> Written exercise A
Answer these questions using the message about C macros:
(i) What call does the message offer as a rather innocuous example?
(ii) Why can't local variables be declared within the macro?
(iii) What problem arises from using global variables?
> Written exercise B
Extend the message about C macros with a few more sentences that follow on from its final one.
--- Selection ---
I still can't believe you are using this as an argument in favor of macros
over functions.  In the above situation you aren't guaranteed what order
the parameters will be evaluated in, and you know this.  You shouldn't be
writing this code.


By comparison the rather innocuous

  map_to_native_pos(&nat_x, &nat_y, map_x++, map_y++);

should work just fine according to the rules of C, but because
map_to_native_pos is coded as a macro it will give you hideously buggy
results.  Only if you look at the implementation of map_to_native_pos will
you know this - you can't determine it by looking at the interface, and it
is undocumented.

Nor is it possible to avoid the problem by rewriting the macro using
temporary variables.  We can't declare local variables within the macro
because we can't use a block in it.  We can't use global variables because
we run into the sequence point problem
(http://www.eskimo.com/~scs/C-faq/q3.8.html).  And we aren't going to use
an "environment" variable passed by the caller because this changes the
interface, requiring rediculously huge changes to the code  as well as an
unnecessary amount of work by each caller.
--- Dataset excerpt ---
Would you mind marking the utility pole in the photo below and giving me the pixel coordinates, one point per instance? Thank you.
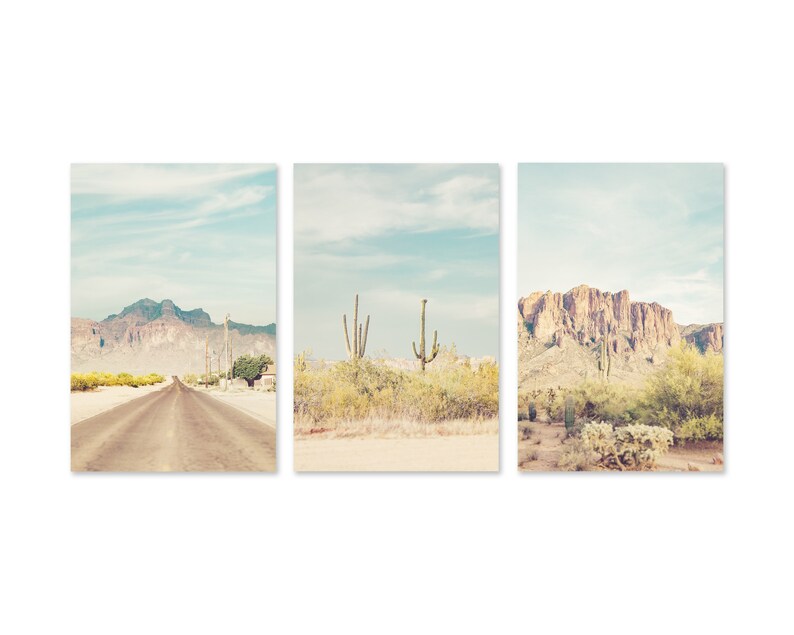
---
> Reply A
(i) map_to_native_pos(&nat_x, &nat_y, map_x++, map_y++);
(ii) Because a block can't be used in the macro.
(iii) The sequence point problem.

> Reply B
With any luck the compiler will give you a warning if you try to use this
line of code (the sequence point problem, again - although that's not the
most obvious bug).  Otherwise you have no way to know that your code has
no hope of succeeding.



My definition of best practices in this case would be:

Any macro that pretends to be a function must evaluate each of its
arguments exactly once.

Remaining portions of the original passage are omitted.